(Beginning of SOURCE TEXT)

Show HN: CocoSearch – semantic code search with syntax-aware chunking

(github.com)

2 points | by VioletCranberry 4 hours ago ago

1 comments

I built CocoSearch to fix a problem with code RAG: most tools split source files on token count or character limits, breaking functions and classes across chunk boundaries. The retriever can never return a coherent unit of code.

CocoSearch uses Tree-sitter via https://github.com/cocoindex-io/cocoindex to split at syntax boundaries — functions, classes, config blocks stay intact. At search time, a second Tree-sitter pass expands matched chunks to enclosing scope boundaries (capped at 50 lines), so results are always self-contained code units.

Search is hybrid: pgvector cosine similarity + PostgreSQL tsvector keyword matching, fused via RRF. Symbol-level filtering (type, name glob) narrows results before fusion.

(End of SOURCE TEXT)

▶ **REQUIRED TASKS**:
a) Output the passage of the CocoSearch post from "I built CocoSearch" up to and including "unit of code.".
b) In the CocoSearch post, what is the maximum number of lines a matched chunk can be expanded to at search time?
The listing comes from a different source than the CocoSearch post.

(Beginning of THE DATA)

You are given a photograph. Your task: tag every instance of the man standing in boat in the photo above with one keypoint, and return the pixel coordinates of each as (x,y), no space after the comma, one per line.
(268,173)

(End of THE DATA)

▶ **SOLUTIONS FOR EACH TASK**:
a)
I built CocoSearch to fix a problem with code RAG: most tools split source files on token count or character limits, breaking functions and classes across chunk boundaries. The retriever can never return a coherent unit of code.

b) 50 lines.